Coordinate annotation rows
/---

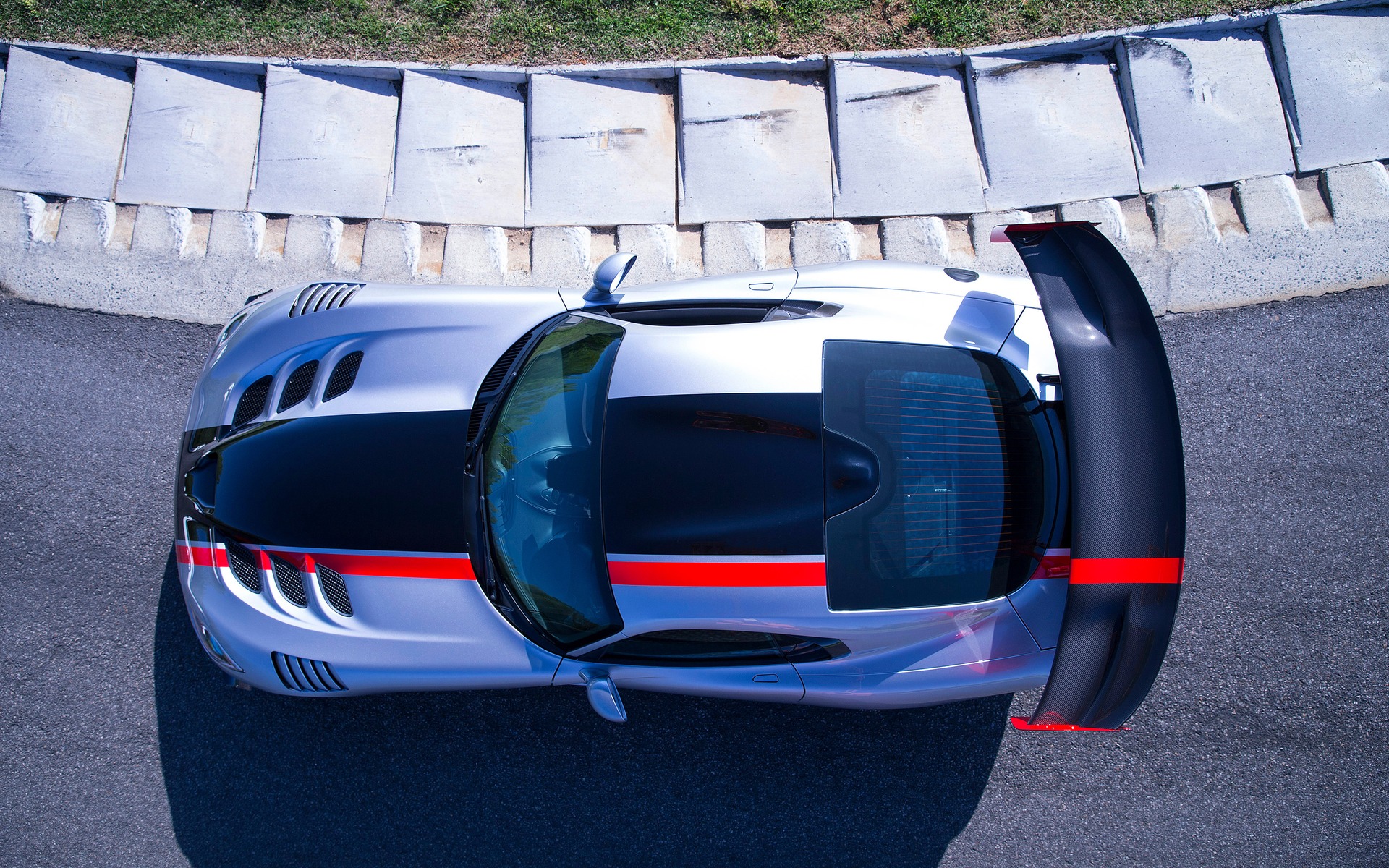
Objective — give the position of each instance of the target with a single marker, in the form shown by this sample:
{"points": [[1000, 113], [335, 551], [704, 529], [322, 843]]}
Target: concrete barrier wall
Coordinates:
{"points": [[1233, 160]]}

\---

- **DIRECTIONS**:
Lay out every line of the rows above as a Markdown table with the columns Line No. and Content, numbering each line and omitting blank lines. Leave the pictures out.

- **FULL OUTPUT**:
| Line No. | Content |
|---|---|
| 1 | Objective — give the position of each instance of the target with a single marker, in the form shown by this sample: |
| 2 | {"points": [[1000, 113], [335, 551], [704, 529], [322, 843]]} |
| 3 | Target: concrete barrier wall |
| 4 | Coordinates: |
| 5 | {"points": [[1233, 160]]} |